> Task requirements: Print the lines below unchanged, from the first line down to the one containing "[(939, 378)]", both ends included. Leave the pictures out of your output.

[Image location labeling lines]
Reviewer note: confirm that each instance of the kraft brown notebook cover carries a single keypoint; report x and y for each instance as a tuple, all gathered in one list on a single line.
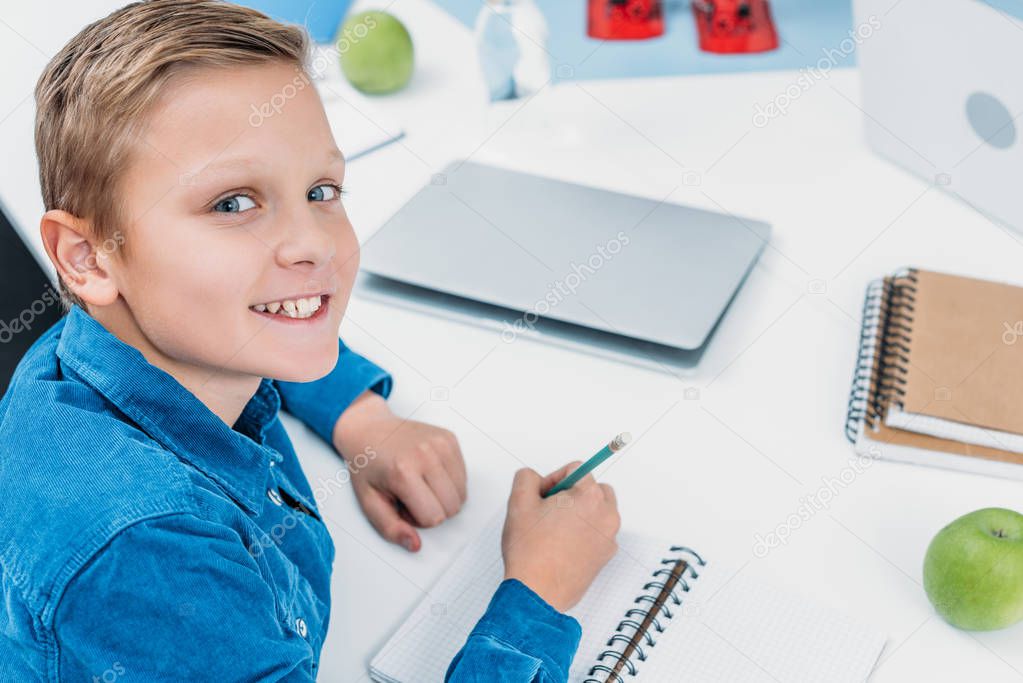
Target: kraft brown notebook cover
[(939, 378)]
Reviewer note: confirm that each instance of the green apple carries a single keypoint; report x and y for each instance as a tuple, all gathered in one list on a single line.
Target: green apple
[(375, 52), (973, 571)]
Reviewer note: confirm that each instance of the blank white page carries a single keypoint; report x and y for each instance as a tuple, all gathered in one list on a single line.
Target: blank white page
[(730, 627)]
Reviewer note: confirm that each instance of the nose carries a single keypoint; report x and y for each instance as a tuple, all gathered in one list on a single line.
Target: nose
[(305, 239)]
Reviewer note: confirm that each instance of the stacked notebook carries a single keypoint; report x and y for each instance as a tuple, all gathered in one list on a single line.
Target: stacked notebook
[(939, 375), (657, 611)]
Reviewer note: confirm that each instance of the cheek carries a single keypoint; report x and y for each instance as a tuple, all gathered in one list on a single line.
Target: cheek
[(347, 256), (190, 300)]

> Response below:
Reviewer note: confirm that each instance of the kraft brown notebook cover carries a single keypoint; report x and y for each instance as a tuple, all gathered in one list on a single line.
Target: kraft brown notebook cover
[(939, 378)]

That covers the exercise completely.